— 抜粋本文 —
----------------
──にしおかさん自身が体調を崩された時期はありましたか?
にしおか たまにはありますけど、大体そういうときって何かが欠けてるんですよね。食べ物が雑になってるとか、睡眠不足、運動不足だったりとか……。私の場合、運動不足が一番多いかもしれないですね。ちゃんと時間が作れないと運動しないから。
──フルマラソンも趣味にされていましたよね。2019年の3時間05分という記録は相当トレーニングした人しか出せない記録だと思います。
にしおか 仕事が暇だったんで、練習時間がすごいあったんですよ(笑)。もともと運動というか汗をかくのは好きですけど、走ること自体はしんどいし、そんなに好きでもなかったんですよね。でもフルマラソンの大会を仲間と一緒に走ったり、その後のご飯や温泉は大好きです。またいつかできたらなとは思いますけど。
「疲れとかしんどさって毎日ちょっとずつ溜まっちゃうので」
──やはり今の生活だと、まとまった時間を作るのは難しいですか?
にしおか もう、無理やり作るっていう感じです。自分が元気でいるために息抜きは絶対必要なんで、時間がなくても作る。
疲れとかしんどさって毎日ちょっとずつ溜まっちゃうので、 “これが辛い”っていう明確なシグナルはあんまりなくて、いつの間にか疲れちゃう。それが続くとどんどん病んでいっちゃうから、「今疲れてるな」と気付いた時点で早めにリセットする、を繰り返してます。
──そのサイクルをうまく回せているんですね。
にしおか しんどいのが溜まりすぎると戻ってこれなくなるだろうから、「私今しんどいかも」って思えてるうちに戻すっていうのは意識してますね。
──生活の中で「もう少しこうなればいいのにな」と思うことはありますか?
にしおか これは自分に対してなんですけど、認知症の知識を本や病院で知ると、“症状”ばっかり気になって母という人間をちゃんと見れてないなと思う時があって、反省します。
知ることで選択肢も広がるので、正しい認知症の知識は必要だと思うんですよ。でも、母がどういう人で、何が好きで何が嫌いで、どういうふうに生きてきたから今こういう発言をするんだってことのほうが大事だと思います。
もし自分が認知症になったときに、「症状あるある」で何かを決め付けられたり、誰も“私”を見てくれないのはすごく寂しいなと思って。
だから、私も社会も、症状じゃなくて本人を見るような寄り添い方にもっとなっていくといいなと思います。
----------------
— 提供資料 —

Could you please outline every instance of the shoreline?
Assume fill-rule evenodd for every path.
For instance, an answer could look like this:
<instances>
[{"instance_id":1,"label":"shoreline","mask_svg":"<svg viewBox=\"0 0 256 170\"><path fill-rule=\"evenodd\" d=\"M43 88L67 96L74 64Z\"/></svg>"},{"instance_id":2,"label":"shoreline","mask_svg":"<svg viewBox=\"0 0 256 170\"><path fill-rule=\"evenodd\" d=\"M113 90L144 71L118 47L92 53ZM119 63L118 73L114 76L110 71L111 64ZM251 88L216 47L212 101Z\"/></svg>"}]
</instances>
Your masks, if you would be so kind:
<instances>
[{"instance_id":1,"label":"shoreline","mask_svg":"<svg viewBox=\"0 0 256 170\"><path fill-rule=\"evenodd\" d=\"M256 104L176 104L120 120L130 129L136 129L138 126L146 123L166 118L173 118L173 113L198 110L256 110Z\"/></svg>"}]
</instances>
----------------
— 作業指示 —
抜粋本文のうち、「にしおか 仕事が暇だったんで」を含む語句で始まり「っていうのは意識してますね。」で終わる部分を、「息抜き」を「気分転換」に差し替えて書き直してください。

— 解答例 —
にしおか 仕事が暇だったんで、練習時間がすごいあったんですよ(笑)。もともと運動というか汗をかくのは好きですけど、走ること自体はしんどいし、そんなに好きでもなかったんですよね。でもフルマラソンの大会を仲間と一緒に走ったり、その後のご飯や温泉は大好きです。またいつかできたらなとは思いますけど。
「疲れとかしんどさって毎日ちょっとずつ溜まっちゃうので」
──やはり今の生活だと、まとまった時間を作るのは難しいですか?
にしおか もう、無理やり作るっていう感じです。自分が元気でいるために気分転換は絶対必要なんで、時間がなくても作る。
疲れとかしんどさって毎日ちょっとずつ溜まっちゃうので、 “これが辛い”っていう明確なシグナルはあんまりなくて、いつの間にか疲れちゃう。それが続くとどんどん病んでいっちゃうから、「今疲れてるな」と気付いた時点で早めにリセットする、を繰り返してます。
──そのサイクルをうまく回せているんですね。
にしおか しんどいのが溜まりすぎると戻ってこれなくなるだろうから、「私今しんどいかも」って思えてるうちに戻すっていうのは意識してますね。